▶ **Trecho da página**:
Lecturas: Educación Física y Deportes, Vol. 28, Núm. 309, Feb. (2024)


 

Introdução 

 

    A escalada assumiu característica de esporte moderno a partir do processo evolutivo do alpinismo, no final do século XX, com o estabelecimento de regras e competições (Pereira, e Nista-Piccolo, 2010). Nesta época, a escalada esportiva era bastante conhecida em países europeus e asiáticos e com a estreia desse esporte nos Jogos Olímpicos de Tóquio 2020 (realizado em 2021), conquistou ainda mais praticantes.

 

    Nos Jogos Olímpicos de Tóquio, a escalada estreou com 3 disciplinas: Speed, Boulder e Lead. O Speed consiste em dois atletas escalarem a mesma rota, ao mesmo tempo, com o objetivo de realizar o percurso no menor tempo. No Boulder os competidores escalam rotas fixas em um tempo de 4 minutos e cada percurso possui uma dificuldade para a sua finalização. Ao final é necessário que o competidor realize o último agarre, com as duas mãos. Já o Lead conhecido também como escalada guiada e dificuldade, consiste em subir 12 metros passando pelas agarras, com equipamentos de segurança, em um tempo de 6 minutos. (IFSC, 2022)

 

    Essas modalidades são realizadas em paredes artificiais e podem ser praticadas indoor, ou seja, realizadas em ambientes fechados. O Boulder indoor vem ganhando espaço na prática da escalada por ser realizado em paredes com até 4,5 metros e não necessitar de muitos equipamentos de segurança. A prática do Boulder é dotada de uma série de desafios, entre essas, a presença de saliências, apoios de diversos tamanhos e distâncias entre agarras. Por isso, o competidor precisa de várias habilidades e técnicas para a finalização de certos percursos.

 

    Os estudos que focaram na atividade de escalada indoor elencaram como os principais parâmetros de desempenho: a flexibilidade, a potência, a força e a resistência (Draper et al., 2021), assim como, as capacidades físicas para o bom desempenho: força muscular isométrica, potência muscular de membros superiores, como também a flexibilidade de membros inferiores. (Bertuzzi, e Lima-Silva, 2013; Billat et al., 1995; Wall et al., 2004)

    

    No Brasil é usual avaliar a flexibilidade por meio do Flexiteste, que é definida como a amplitude máxima passiva fisiológica de um dado movimento articular. Nos estudos de Weineck (1999) e Araújo (2008) realizou-se o Flexiteste com a população em geral e verificaram que a flexibilidade de homens e mulheres se diferenciavam e que as mulheres tendiam a ser mais flexíveis a partir dos 5 anos de idade.

▶ **Material extraído**:
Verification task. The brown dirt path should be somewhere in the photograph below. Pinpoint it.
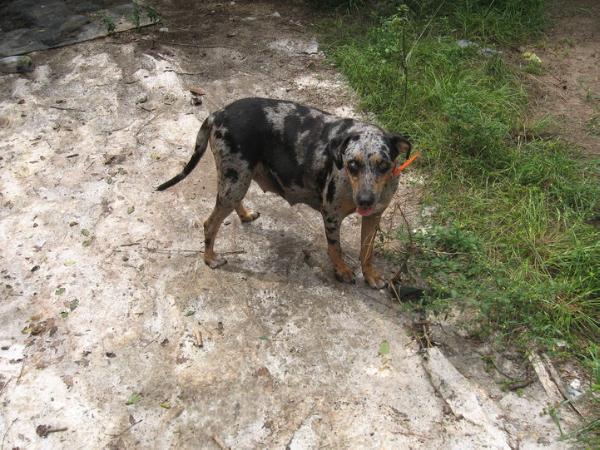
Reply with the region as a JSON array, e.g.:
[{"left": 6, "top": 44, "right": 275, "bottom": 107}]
[
  {"left": 0, "top": 0, "right": 576, "bottom": 449},
  {"left": 533, "top": 0, "right": 600, "bottom": 156}
]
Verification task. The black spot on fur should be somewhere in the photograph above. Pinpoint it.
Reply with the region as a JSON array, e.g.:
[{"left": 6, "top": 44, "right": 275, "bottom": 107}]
[
  {"left": 326, "top": 178, "right": 335, "bottom": 203},
  {"left": 325, "top": 225, "right": 337, "bottom": 234},
  {"left": 225, "top": 168, "right": 240, "bottom": 183}
]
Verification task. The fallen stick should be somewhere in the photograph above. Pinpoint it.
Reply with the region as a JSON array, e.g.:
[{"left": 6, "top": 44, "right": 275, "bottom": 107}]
[
  {"left": 529, "top": 353, "right": 562, "bottom": 403},
  {"left": 542, "top": 353, "right": 583, "bottom": 417},
  {"left": 212, "top": 434, "right": 230, "bottom": 450}
]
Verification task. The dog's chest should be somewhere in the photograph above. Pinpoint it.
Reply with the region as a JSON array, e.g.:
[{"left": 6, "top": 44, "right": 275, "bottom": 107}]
[{"left": 253, "top": 164, "right": 322, "bottom": 210}]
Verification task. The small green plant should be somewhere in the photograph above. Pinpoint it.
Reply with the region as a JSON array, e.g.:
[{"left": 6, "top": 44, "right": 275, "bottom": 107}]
[
  {"left": 585, "top": 114, "right": 600, "bottom": 136},
  {"left": 326, "top": 0, "right": 600, "bottom": 442},
  {"left": 102, "top": 14, "right": 117, "bottom": 34}
]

▶ **Objetivo do exercício**: Por favor, escreva a continuação do texto sobre escalada esportiva, começando logo após a última frase.

▶ **Resultado da tarefa**:
    No entanto, em estudos sobre a flexibilidade em escaladores (Grant et al., 1996; Grant et al., 2001; Wall et al., 2004; Draper et al., 2009; Draga et al., 2020; Draper et al., 2021), os autores realizaram testes de flexibilidade como o de “sentar e alcançar”, “leg span”, “foot raise”, “lateral foot reach”, “foot-loading flexibility test” e goniometria estática. Mesmo sendo utilizados por alguns estudos, estes testes de flexibilidade de campo são capazes de avaliar zonas do corpo de grande interesse para a funcionalidade e a manutenção da saúde, como articulações dos ombros, da zona lombar e da musculatura isquiotibiais (Imba Zurita, 2021), mesmo assim, continuaram sendo realizados de forma estática passiva. Logo, para o contexto do Boulder é pouco ecológico, isto é, fora do contexto de execução do percurso dinâmico e ativo.

 

    Desta forma, partindo do conceito de que a flexibilidade é uma capacidade física importante em relação ao desempenho, sua observação na forma dinâmica torna-se necessária, pois possibilita um entendimento de como as restrições do ambiente exercem efeitos sobre o deslocamento do corpo na parede de escalada. No caso deste esporte as articulações de ombro e quadril de atletas exercem papéis preponderantes na dinâmica da escalada.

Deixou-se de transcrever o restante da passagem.